TASK BRIEF: Please tally the lines below that contain the string "snowman", matching case exactly, and reply with only that number.

....

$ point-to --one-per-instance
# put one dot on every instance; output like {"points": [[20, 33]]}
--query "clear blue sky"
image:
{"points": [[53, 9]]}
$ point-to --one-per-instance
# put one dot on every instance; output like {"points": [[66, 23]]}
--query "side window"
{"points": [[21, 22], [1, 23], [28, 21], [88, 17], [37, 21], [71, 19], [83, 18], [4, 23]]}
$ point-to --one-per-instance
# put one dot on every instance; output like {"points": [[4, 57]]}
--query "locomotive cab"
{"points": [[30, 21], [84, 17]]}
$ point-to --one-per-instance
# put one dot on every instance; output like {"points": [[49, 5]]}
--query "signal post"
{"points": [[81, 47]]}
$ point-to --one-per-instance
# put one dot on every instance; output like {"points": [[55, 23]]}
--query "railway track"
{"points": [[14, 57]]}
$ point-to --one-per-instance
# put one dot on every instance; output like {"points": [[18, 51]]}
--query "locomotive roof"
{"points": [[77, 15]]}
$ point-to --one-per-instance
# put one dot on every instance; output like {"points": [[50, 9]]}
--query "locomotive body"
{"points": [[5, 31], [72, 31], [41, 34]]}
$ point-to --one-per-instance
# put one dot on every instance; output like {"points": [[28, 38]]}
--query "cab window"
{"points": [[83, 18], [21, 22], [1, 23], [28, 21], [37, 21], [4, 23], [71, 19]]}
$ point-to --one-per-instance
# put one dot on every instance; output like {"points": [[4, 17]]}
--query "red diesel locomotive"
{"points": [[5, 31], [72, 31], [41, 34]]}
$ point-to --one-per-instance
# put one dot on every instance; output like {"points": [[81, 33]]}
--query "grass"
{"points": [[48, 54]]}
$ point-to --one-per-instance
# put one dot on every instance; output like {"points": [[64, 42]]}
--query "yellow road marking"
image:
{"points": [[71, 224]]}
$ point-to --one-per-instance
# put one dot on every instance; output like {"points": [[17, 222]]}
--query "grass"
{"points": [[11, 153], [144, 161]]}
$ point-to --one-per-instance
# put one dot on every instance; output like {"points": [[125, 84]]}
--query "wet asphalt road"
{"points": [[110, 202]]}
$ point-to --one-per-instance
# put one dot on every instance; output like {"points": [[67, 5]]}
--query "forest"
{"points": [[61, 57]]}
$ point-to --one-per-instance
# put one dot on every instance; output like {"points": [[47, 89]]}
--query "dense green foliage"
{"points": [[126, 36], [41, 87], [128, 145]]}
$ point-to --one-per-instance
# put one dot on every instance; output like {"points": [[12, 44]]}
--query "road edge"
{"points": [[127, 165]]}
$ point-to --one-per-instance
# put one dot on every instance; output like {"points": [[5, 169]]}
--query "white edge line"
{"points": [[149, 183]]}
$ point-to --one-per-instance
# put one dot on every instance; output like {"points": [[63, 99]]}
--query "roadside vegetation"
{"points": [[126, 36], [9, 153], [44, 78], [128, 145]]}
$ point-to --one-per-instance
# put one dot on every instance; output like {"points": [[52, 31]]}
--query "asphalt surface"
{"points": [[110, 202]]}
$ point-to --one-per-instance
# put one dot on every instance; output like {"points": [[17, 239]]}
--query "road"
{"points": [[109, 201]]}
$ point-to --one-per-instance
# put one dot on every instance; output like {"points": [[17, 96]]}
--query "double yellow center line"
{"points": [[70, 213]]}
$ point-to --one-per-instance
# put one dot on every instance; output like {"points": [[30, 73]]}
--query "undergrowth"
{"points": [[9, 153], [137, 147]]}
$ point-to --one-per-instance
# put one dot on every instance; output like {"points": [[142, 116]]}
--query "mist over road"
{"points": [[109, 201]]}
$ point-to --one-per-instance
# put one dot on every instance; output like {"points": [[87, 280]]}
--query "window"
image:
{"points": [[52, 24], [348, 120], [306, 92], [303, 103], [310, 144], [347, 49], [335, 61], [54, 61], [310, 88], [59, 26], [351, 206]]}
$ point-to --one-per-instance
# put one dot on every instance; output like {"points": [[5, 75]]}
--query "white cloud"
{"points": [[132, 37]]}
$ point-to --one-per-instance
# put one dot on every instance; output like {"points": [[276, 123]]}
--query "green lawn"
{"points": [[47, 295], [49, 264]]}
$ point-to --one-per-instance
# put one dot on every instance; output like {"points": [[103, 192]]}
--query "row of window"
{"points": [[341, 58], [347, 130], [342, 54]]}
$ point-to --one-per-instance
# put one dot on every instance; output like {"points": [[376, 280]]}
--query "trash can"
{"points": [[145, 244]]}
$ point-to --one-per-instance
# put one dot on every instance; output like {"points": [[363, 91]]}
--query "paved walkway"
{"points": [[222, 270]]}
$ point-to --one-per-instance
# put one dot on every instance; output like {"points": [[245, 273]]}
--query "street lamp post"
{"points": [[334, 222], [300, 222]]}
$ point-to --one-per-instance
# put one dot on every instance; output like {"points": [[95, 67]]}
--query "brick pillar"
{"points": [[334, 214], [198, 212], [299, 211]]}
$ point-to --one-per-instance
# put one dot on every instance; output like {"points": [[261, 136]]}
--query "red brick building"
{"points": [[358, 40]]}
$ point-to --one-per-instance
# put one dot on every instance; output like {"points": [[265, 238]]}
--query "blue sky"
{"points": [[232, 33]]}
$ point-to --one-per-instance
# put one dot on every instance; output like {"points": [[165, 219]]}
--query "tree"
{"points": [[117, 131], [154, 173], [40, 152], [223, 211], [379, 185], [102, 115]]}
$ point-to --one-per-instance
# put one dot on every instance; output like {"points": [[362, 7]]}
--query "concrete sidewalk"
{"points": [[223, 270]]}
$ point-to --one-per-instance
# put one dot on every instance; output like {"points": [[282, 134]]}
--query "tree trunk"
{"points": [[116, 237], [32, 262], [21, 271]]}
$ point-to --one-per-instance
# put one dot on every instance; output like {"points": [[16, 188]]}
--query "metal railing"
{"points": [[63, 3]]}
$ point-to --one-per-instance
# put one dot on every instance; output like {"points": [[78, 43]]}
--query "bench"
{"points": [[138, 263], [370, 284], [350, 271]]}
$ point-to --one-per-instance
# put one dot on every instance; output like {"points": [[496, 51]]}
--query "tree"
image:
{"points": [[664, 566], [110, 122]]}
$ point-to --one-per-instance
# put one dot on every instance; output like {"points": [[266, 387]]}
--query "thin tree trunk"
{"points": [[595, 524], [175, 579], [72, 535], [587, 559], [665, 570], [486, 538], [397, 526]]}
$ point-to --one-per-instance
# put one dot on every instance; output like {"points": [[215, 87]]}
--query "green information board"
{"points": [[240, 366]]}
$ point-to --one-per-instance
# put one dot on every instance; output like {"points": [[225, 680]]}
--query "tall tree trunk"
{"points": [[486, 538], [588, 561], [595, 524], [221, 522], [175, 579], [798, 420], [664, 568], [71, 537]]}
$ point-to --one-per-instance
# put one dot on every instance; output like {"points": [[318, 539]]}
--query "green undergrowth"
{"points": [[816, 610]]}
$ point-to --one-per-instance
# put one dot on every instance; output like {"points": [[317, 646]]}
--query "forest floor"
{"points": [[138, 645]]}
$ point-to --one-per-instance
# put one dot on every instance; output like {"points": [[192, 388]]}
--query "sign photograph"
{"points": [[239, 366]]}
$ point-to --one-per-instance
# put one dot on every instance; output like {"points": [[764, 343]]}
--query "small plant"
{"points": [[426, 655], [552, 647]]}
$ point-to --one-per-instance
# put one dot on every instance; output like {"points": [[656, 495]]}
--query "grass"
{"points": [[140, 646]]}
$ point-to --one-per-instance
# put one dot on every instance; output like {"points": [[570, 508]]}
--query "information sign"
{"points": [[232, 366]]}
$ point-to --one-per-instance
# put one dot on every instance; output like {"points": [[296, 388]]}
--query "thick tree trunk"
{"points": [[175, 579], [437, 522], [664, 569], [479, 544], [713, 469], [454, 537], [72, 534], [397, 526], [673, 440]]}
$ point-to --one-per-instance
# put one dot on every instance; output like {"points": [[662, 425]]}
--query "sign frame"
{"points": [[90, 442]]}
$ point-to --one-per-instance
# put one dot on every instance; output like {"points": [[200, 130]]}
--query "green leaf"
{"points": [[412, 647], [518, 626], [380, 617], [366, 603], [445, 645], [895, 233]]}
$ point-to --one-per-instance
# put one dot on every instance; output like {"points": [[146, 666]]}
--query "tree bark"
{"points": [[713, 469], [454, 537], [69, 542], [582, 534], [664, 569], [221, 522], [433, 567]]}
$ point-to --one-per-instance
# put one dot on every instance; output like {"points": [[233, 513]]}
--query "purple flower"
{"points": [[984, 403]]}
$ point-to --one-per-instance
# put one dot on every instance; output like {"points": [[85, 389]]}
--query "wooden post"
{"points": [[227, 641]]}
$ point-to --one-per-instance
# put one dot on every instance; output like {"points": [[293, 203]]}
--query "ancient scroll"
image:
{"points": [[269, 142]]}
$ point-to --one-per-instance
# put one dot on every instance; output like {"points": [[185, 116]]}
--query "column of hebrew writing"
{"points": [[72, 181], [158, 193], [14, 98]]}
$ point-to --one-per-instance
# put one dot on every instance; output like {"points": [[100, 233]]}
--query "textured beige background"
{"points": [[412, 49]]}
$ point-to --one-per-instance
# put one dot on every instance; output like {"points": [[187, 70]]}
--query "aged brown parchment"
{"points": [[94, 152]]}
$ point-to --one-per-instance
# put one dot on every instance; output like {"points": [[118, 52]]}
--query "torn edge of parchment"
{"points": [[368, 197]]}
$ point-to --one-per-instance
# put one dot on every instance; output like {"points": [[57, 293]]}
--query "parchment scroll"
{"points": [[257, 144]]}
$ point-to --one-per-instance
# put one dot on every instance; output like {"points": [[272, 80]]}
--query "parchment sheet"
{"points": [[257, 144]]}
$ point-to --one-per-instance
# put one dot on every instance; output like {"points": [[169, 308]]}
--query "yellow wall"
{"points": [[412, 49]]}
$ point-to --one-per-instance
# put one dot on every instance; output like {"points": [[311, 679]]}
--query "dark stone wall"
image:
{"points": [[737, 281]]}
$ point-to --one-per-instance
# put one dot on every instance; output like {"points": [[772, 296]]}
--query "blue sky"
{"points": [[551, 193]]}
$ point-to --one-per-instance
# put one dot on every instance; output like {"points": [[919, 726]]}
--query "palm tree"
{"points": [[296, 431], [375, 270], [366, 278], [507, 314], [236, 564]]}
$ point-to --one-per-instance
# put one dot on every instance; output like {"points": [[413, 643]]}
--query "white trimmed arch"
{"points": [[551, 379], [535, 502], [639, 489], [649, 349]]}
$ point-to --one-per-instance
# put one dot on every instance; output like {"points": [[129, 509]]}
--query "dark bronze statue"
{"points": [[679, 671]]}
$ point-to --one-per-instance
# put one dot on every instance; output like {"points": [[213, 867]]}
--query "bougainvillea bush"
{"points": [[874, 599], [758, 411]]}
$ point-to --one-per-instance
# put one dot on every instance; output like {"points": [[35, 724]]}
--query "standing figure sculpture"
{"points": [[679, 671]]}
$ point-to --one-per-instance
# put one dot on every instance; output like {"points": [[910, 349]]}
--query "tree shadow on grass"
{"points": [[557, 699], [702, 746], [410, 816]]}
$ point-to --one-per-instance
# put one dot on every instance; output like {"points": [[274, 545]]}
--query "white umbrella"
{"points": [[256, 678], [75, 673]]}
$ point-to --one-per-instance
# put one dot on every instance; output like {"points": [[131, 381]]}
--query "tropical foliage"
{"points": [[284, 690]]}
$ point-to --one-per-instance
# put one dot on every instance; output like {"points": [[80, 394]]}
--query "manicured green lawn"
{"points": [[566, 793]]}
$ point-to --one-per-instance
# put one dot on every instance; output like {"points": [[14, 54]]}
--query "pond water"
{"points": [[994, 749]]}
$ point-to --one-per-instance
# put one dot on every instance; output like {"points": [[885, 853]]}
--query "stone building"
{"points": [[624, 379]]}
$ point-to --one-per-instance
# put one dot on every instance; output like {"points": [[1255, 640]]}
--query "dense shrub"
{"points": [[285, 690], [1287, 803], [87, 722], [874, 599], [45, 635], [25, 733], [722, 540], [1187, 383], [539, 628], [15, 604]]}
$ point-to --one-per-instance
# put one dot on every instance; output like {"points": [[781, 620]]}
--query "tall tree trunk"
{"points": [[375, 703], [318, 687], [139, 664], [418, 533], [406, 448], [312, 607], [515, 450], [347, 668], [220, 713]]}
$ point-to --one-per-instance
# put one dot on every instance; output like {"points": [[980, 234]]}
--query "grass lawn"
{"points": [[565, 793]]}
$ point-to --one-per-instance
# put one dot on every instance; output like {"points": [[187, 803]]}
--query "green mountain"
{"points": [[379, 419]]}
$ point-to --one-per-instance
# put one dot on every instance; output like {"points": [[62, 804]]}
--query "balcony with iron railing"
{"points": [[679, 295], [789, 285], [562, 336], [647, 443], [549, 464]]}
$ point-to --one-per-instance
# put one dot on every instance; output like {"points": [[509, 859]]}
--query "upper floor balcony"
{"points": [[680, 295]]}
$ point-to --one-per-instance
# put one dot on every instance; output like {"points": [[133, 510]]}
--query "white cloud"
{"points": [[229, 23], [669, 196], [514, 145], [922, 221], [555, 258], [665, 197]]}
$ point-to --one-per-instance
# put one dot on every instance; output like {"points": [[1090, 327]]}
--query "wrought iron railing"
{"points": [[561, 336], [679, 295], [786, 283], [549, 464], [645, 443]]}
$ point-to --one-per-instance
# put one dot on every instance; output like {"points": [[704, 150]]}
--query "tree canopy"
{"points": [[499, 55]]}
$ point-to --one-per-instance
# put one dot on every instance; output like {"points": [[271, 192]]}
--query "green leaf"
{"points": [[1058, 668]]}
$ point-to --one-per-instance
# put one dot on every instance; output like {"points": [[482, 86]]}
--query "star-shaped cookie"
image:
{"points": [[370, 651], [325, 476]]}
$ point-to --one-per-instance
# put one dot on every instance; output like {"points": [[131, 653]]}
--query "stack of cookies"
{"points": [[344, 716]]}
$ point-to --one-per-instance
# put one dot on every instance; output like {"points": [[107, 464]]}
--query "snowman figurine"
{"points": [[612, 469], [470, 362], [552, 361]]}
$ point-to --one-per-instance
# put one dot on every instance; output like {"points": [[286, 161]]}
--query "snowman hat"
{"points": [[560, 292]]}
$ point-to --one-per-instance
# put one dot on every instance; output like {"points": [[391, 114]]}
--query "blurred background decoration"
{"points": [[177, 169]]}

....

ANSWER TO THE EXERCISE: 2